THE PROBLEM: Copy word for word the part of the forum thread on arbitrary array starting indices, starting with "array.SetValue(value: 42, index: -2);" and going on through "to 1-based indexing.".

EXCERPT PROVIDED:

** BEGIN **

Hacker Newsnew | past | comments | ask | show | jobs | submitlogin

> Note that Fortran supports arrays with an arbitrary starting index, in this case -2. So this table supports indices in the range [-2, 9].

That is such a useful feature! Surprised I haven’t seen that more often. So much fiddly code exists that’s just fixing offsets to conform to 0 (or 1 for Lua) -based indexing!



.NET supports this because [Visual] Basic supports it. This can be used from C# - and other languages - but there is no nice syntax supporting it.

  // This also supports multidimensional arrays, that is why the parameters are arrays.
  var array = Array.CreateInstance(elementType: typeof(Int32), lengths: [ 5 ], lowerBounds: [ -2 ]);

  // This does not compile, the type is Int32[*], not Int32[].
  // Console.WriteLine(array[0]);

  array.SetValue(value: 42, index: -2);

  Console.WriteLine(array.GetValue(-2));


TIL thanks!


Unfortunately, Fortran's implementation of this has some inconsistencies. Doing certain operations will convert from the custom indexing back to 1-based indexing.

https://github.com/sourceryinstitute/fidbits/blob/master/src...

https://fortran-lang.discourse.group/t/just-say-no-to-non-de...


Worse than the pitfalls that can arise with a correct compiler is the fact that most Fortran compilers have bugs with non-default lower bounds -- and they're not always the same bugs, so portability is a real problem. The feature is fine as it stood with Fortran '77 dummy arrays.

** END **

SUPPLIED MATERIAL:
** BEGIN **

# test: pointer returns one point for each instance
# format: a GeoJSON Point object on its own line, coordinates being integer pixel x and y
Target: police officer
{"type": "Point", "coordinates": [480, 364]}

** END **

EXERCISE SOLUTION:
array.SetValue(value: 42, index: -2);

  Console.WriteLine(array.GetValue(-2));


TIL thanks!


Unfortunately, Fortran's implementation of this has some inconsistencies. Doing certain operations will convert from the custom indexing back to 1-based indexing.